------ TEXT BLOCK

Let’s talk goals: what is the purpose of developing this feature?

We’ve identified two:

Firstly, to retain subscribers: to encourage them to use and consume content
And also subscriber acquisition, by promoting this service reserved for subscribers only

In 2022, the scope of the project was limited to the La Matinale app, right?

Yes, that’s right. La Matinale is a finished format, with engaged, loyal users and an already established product. And the fact that it’s a selected list of 20 articles makes it easy for a reader to choose those that interest them and build their own ‘playlist’ to listen to on their morning commute.

There’s also less of an audience on La Matinale than on our main Le Monde application, which makes it a more fertile ground for experimentation and innovation.

While we opted for an iterative approach and initially restricted this functionality to La Matinale, from the outset we designed the player and article transcription mechanism to be re-usable on all our articles and in the main Le Monde app.

When you started out, did you make a distinction between free and paid articles, or between subscribed readers and those who aren’t?

We’ve put a lot of thought into this, between reinforcing the value of our subscription by reserving the feature for paying readers, and bringing this new way of getting information to as many people as possible.

That’s why, when we launched the feature in La Matinale, the audio functionality was available to all on both free and paid articles. In this way, non-subscribers could listen to the few free articles featured each day in the Matinale edition.

Finally, when we deployed the service on the main Le Monde app, we reserved it for subscribers only. So we re-aligned La Matinale on the same principle.

How did you choose the text-to-speech tech solution?

We quickly eliminated the option of a human reading. We publish over 100 articles a day and wanted to offer the audio version as soon as it was published, so we didn’t have the time required to have them read by actors, record the voices, and so on. In this context, the solution of synthesized voice was obvious.

We studied various solutions: Murf, Odia, Remixd, Voxygen, Google, ETX Studio, Read Speaker and Microsoft Azure Cognitive Service.

In the end, we opted for the Microsoft solution, based on the primary criterion of voice quality. At the time, they had the most convincing French voice.

------------

REQUIREMENTS:
(a) Rewrite the part of the interview starting at "When you started" and ending at "people as possible.", putting "membership" in place of "subscription".
(b) Copy out each line of the rows that contains the word "shirt".
The interview has no connection to the rows that come after it.

------ INPUT RECORDS

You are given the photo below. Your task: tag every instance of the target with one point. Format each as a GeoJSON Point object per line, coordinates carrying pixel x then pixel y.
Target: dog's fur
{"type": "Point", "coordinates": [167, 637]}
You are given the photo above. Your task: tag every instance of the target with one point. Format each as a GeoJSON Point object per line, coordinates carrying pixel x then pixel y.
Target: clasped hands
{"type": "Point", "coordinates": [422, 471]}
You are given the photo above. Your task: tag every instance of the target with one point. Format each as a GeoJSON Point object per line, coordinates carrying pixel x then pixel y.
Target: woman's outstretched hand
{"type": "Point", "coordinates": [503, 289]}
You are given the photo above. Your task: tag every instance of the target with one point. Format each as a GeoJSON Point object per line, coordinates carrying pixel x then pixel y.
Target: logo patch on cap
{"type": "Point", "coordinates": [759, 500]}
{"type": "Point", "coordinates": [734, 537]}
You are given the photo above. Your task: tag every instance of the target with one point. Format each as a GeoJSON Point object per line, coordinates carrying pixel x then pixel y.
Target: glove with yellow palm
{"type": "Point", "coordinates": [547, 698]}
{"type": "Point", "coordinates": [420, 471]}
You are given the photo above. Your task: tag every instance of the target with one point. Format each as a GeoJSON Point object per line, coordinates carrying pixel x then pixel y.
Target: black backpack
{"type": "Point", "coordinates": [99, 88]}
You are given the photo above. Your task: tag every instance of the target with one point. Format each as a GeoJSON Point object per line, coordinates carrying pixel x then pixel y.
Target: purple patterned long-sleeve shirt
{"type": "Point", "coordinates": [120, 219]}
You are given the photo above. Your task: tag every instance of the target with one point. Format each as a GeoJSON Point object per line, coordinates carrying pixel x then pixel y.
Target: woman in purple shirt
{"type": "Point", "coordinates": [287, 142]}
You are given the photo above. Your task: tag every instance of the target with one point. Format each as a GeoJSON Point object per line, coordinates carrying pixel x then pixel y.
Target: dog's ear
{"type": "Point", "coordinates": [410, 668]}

------------

ANSWER SET:
(a)
When you started out, did you make a distinction between free and paid articles, or between subscribed readers and those who aren’t?

We’ve put a lot of thought into this, between reinforcing the value of our membership by reserving the feature for paying readers, and bringing this new way of getting information to as many people as possible.

(b)
Target: purple patterned long-sleeve shirt
Target: woman in purple shirt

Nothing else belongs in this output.